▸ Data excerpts

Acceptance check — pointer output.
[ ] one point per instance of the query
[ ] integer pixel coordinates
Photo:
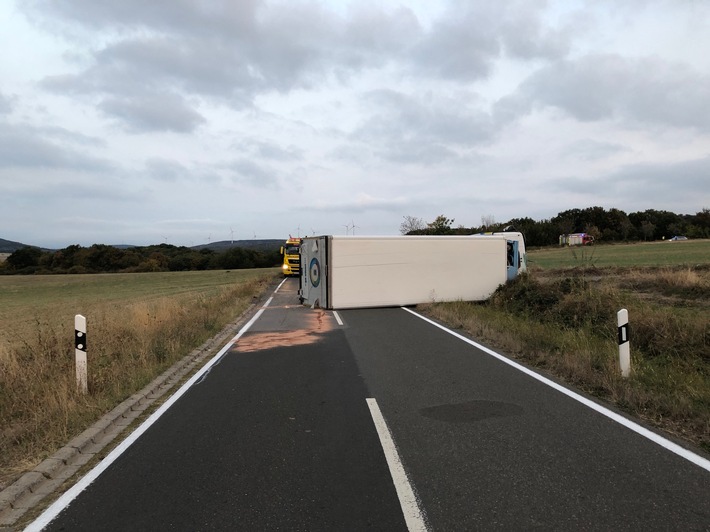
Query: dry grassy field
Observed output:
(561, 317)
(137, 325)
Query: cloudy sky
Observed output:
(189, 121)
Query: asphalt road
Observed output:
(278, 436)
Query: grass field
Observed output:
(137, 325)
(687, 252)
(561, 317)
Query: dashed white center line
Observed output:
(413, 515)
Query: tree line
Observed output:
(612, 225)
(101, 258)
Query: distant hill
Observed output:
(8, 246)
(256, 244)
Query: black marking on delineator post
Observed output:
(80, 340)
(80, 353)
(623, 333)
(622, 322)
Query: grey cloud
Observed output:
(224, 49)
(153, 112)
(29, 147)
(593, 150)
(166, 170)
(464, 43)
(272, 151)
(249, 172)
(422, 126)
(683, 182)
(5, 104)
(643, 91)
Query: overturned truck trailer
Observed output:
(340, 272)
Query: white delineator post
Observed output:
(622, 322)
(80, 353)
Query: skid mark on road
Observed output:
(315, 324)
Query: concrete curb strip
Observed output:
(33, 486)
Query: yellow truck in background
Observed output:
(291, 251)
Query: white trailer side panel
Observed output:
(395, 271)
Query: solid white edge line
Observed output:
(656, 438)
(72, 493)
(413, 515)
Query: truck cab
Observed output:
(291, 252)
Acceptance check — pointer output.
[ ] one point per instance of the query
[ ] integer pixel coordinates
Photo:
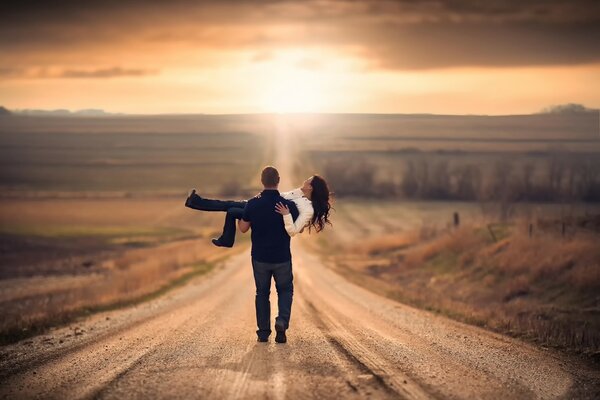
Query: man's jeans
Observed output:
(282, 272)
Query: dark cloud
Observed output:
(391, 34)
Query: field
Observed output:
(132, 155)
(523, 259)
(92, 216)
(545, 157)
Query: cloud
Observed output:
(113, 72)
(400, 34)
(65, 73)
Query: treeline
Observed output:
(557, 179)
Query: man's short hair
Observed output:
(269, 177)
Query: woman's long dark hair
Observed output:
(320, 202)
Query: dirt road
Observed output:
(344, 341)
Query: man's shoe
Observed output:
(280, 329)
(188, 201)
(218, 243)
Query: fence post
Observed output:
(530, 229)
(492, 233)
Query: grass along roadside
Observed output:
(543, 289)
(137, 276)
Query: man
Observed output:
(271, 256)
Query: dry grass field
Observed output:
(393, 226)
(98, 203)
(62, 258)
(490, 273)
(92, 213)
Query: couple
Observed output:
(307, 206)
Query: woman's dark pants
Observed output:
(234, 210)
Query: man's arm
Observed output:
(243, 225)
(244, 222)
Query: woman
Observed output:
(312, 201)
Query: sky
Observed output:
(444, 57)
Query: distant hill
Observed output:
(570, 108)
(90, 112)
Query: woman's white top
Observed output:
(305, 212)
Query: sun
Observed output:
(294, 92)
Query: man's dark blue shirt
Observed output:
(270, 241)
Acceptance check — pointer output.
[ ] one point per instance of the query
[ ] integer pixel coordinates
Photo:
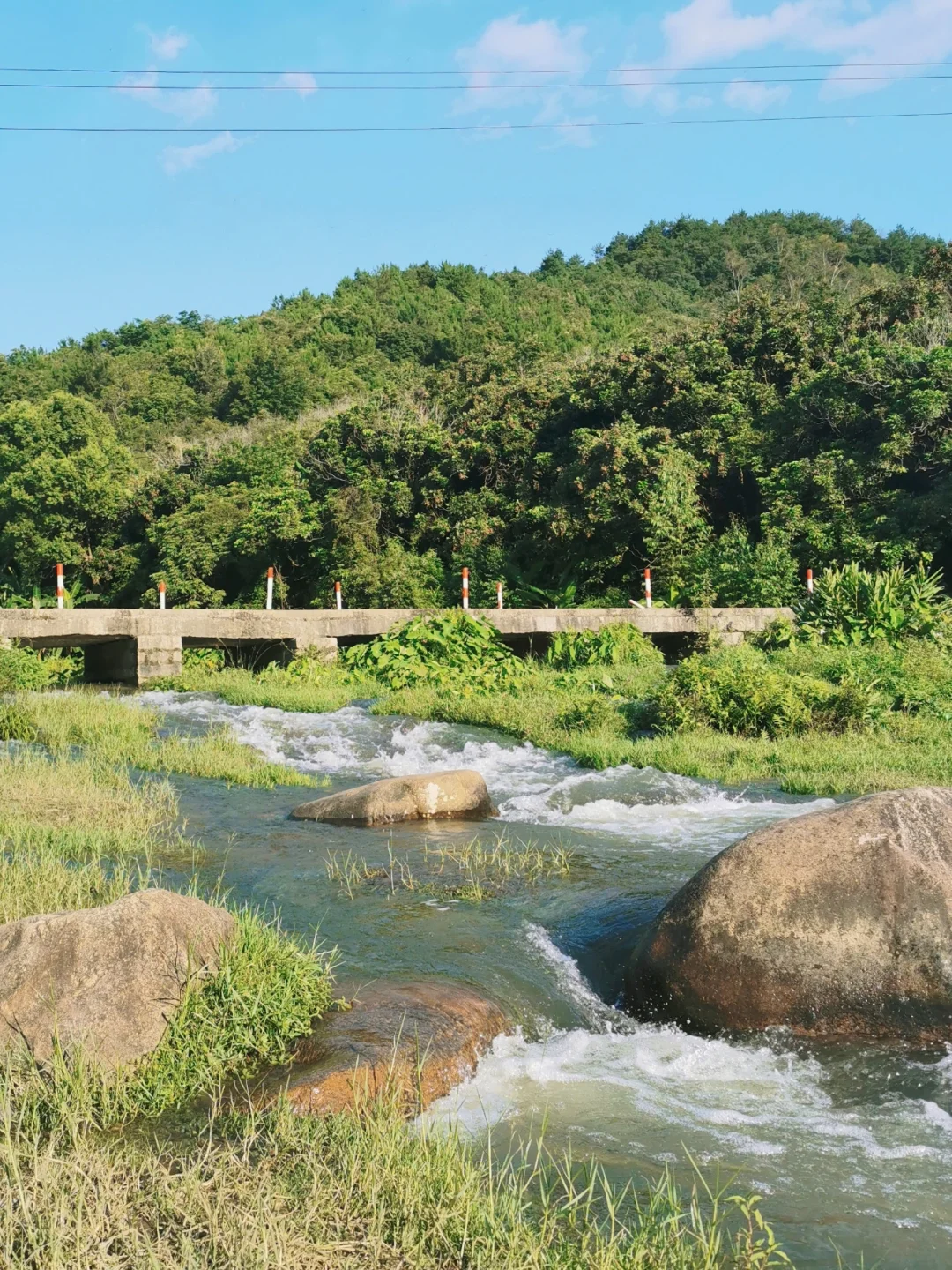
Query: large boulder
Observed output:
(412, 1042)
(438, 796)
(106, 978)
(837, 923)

▸ EXERCISE
Copy out every line of the data where the word "hair" occurs.

▸ SOLUTION
Query: man's short hair
Query: woman's long dark hair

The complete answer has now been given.